## [Job]
Using the Newton-Smith biography below, answer:
1. In what town was Newton-Smith born?
2. Which logician supervised his DPhil at Oxford?
3. In what year was he elected a Fellow of Balliol College?

## [Extract]
William H. Newton-Smith (1943–2023)

William (Bill) Newton-Smith was a renowned Canadian philosopher of science who spent his career largely in Oxford and then at the Central European University in Hungary.

Newton-Smith was born in Orillia, Ontario and completed a B.A. in mathematics and philosophy at Queen’s University, Canada. In his second year as an undergraduate, he decided he was a logical positivist. In the interview for an exchange scholarship with St Andrews, in which he would be successful and at which he would spend his third year, the head of the Queen’s philosophy Department remarked that he had thought logical positivism was dead. With the confidence of youth Newton-Smith replied that the fact that it may not be popular was no reason to think it wasn't true!

During his year at St Andrews he fell under the spell of the later Wittgenstein. Upon graduating from Queen’s in 1966, he went to Cornell to do a PhD, as Norman Malcolm had photocopies of all of Wittgenstein's unpublished works. Unimpressed with Malcolm, Newton-Smith transferred to the analytic philosopher Max Black. He thought Black a great supervisor, lively and clear—just the sort of teacher and mentor he would himself become. But Newton-Smith had already decided to transfer to Oxford. Black didn’t want him leaving Ithaca without a Cornell degree, so he secured funding for him to do an MA over the summer.

Once at Oxford, Newton-Smith became a leading figure there. He finished his DPhil under the supervision of the logician Arthur Prior. In 1970 he was elected a Fellow of Balliol College. He was a pillar of the College and the University, taking on important administrative positions for both. He was a beloved undergraduate tutor, lecturer, and supervisor of an astounding number of DPhil theses. He could make logic fun and had a fine nose for what was a good (and bad!) argument in a student’s work.

## [Data]
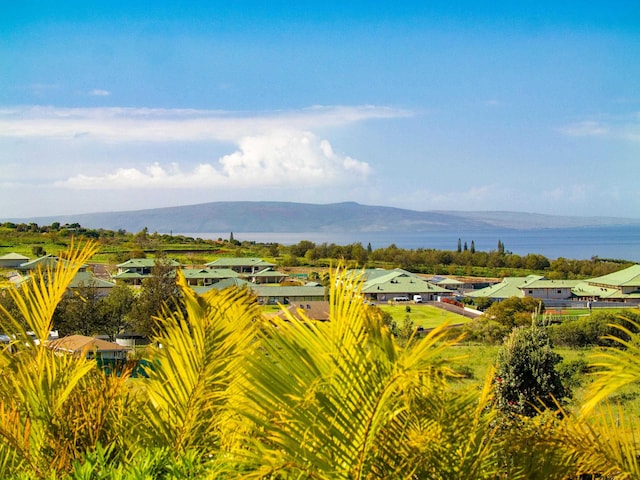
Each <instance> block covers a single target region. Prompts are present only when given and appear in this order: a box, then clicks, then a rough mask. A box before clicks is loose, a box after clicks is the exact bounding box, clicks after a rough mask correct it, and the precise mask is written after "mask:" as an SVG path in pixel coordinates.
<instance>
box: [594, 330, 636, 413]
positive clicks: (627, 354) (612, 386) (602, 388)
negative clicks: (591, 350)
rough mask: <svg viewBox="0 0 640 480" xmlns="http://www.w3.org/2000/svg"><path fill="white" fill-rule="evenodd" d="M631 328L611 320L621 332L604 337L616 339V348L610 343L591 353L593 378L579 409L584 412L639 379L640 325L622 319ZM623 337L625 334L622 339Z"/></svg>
mask: <svg viewBox="0 0 640 480" xmlns="http://www.w3.org/2000/svg"><path fill="white" fill-rule="evenodd" d="M625 320H626V321H627V322H629V324H630V325H631V326H632V327H633V328H634V330H632V329H630V328H627V327H625V326H623V325H619V324H612V325H610V326H611V327H613V328H615V329H617V330H618V331H619V332H620V334H621V335H620V336H612V335H609V336H607V337H605V338H606V339H607V340H611V341H612V342H614V343H617V344H618V346H619V348H613V347H609V348H606V349H604V351H602V352H599V353H597V354H595V355H594V356H593V362H592V366H593V367H594V368H595V369H596V372H595V374H594V375H595V377H596V379H595V381H594V382H593V384H592V385H591V387H590V389H589V395H588V398H587V401H586V402H585V403H584V405H583V406H582V413H583V414H584V415H587V414H588V413H589V412H590V411H591V410H593V409H594V408H595V407H596V406H597V405H598V404H599V403H600V402H602V400H604V399H606V398H607V397H608V396H610V395H612V394H614V393H616V392H618V391H620V390H621V389H622V388H623V387H625V386H627V385H629V384H632V383H636V382H638V381H640V334H638V333H636V332H638V331H640V325H638V324H637V323H635V322H633V321H631V320H629V319H625ZM623 338H626V340H625V339H623Z"/></svg>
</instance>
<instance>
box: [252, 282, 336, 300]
mask: <svg viewBox="0 0 640 480" xmlns="http://www.w3.org/2000/svg"><path fill="white" fill-rule="evenodd" d="M249 288H251V290H252V291H253V292H254V293H255V294H256V295H257V296H259V297H323V296H324V294H325V289H324V287H322V286H320V287H299V286H273V285H254V284H250V285H249Z"/></svg>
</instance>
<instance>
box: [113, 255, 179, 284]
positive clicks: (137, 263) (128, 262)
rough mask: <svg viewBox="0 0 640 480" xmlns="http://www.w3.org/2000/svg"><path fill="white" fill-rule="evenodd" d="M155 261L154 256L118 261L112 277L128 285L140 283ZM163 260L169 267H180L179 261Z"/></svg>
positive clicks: (140, 283)
mask: <svg viewBox="0 0 640 480" xmlns="http://www.w3.org/2000/svg"><path fill="white" fill-rule="evenodd" d="M156 261H157V260H156V259H154V258H132V259H130V260H127V261H126V262H124V263H119V264H118V265H116V267H117V269H118V270H117V272H116V274H115V275H113V276H112V278H113V279H114V280H120V281H122V282H124V283H126V284H128V285H142V281H143V280H144V279H145V278H149V277H150V276H151V272H152V271H153V268H154V267H155V266H156ZM163 261H165V262H167V263H168V265H170V266H171V267H174V268H179V267H180V263H179V262H176V261H175V260H163Z"/></svg>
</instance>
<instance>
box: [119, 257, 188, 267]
mask: <svg viewBox="0 0 640 480" xmlns="http://www.w3.org/2000/svg"><path fill="white" fill-rule="evenodd" d="M156 261H164V262H167V263H168V264H169V265H171V266H172V267H179V266H180V263H179V262H176V261H175V260H171V259H169V260H167V259H162V260H160V259H156V258H131V259H129V260H127V261H126V262H123V263H119V264H118V265H116V267H118V268H149V267H155V265H156Z"/></svg>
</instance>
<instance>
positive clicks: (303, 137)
mask: <svg viewBox="0 0 640 480" xmlns="http://www.w3.org/2000/svg"><path fill="white" fill-rule="evenodd" d="M369 173H370V168H369V165H368V164H367V163H366V162H360V161H357V160H354V159H353V158H351V157H349V156H343V155H337V154H336V153H335V152H334V151H333V149H332V148H331V145H330V144H329V142H328V141H327V140H319V139H318V138H317V137H316V136H315V135H314V134H312V133H310V132H280V133H274V134H271V135H262V136H252V137H246V138H243V139H241V140H240V141H239V149H238V150H237V151H235V152H234V153H231V154H229V155H225V156H223V157H222V158H220V159H219V161H218V164H217V165H214V164H199V165H197V166H196V167H195V168H194V169H193V170H191V171H187V172H183V171H181V169H180V166H179V165H178V164H177V163H172V164H171V165H169V166H168V167H163V166H161V165H160V164H158V163H153V164H152V165H149V166H147V167H146V168H144V169H139V168H120V169H117V170H116V171H115V172H113V173H109V174H106V175H103V176H88V175H83V174H79V175H75V176H73V177H71V178H69V179H67V180H65V181H62V182H58V183H57V186H61V187H71V188H78V189H92V190H95V189H129V188H187V189H188V188H211V187H218V188H258V187H295V186H298V187H299V186H307V187H318V186H323V185H336V184H341V183H348V182H350V181H353V180H354V179H356V178H365V177H366V176H367V175H368V174H369Z"/></svg>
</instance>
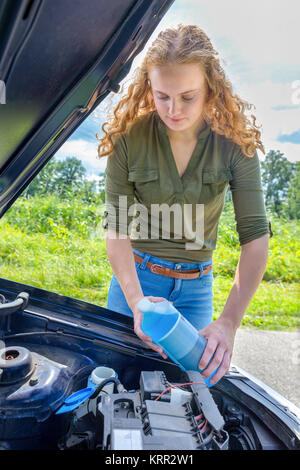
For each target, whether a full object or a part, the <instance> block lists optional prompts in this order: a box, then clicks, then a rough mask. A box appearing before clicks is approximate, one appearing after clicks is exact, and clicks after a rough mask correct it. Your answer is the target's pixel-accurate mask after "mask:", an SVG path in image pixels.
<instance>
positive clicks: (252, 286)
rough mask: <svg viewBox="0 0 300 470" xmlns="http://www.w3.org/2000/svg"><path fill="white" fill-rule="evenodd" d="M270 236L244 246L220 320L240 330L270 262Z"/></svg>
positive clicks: (259, 238) (242, 246) (266, 234)
mask: <svg viewBox="0 0 300 470" xmlns="http://www.w3.org/2000/svg"><path fill="white" fill-rule="evenodd" d="M268 245H269V234H266V235H264V236H263V237H260V238H258V239H256V240H253V241H252V242H249V243H246V244H245V245H243V246H242V251H241V255H240V259H239V262H238V266H237V269H236V273H235V278H234V282H233V286H232V288H231V291H230V294H229V296H228V299H227V302H226V304H225V307H224V309H223V312H222V314H221V315H220V317H219V318H220V319H222V320H225V321H226V322H229V323H230V324H231V325H232V326H233V328H235V329H236V328H238V327H239V326H240V324H241V321H242V318H243V316H244V314H245V312H246V309H247V307H248V305H249V304H250V302H251V299H252V297H253V296H254V294H255V292H256V290H257V288H258V286H259V284H260V283H261V281H262V278H263V275H264V272H265V270H266V266H267V262H268Z"/></svg>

## [Exercise result]
1. Orillia, Ontario
2. Arthur Prior
3. 1970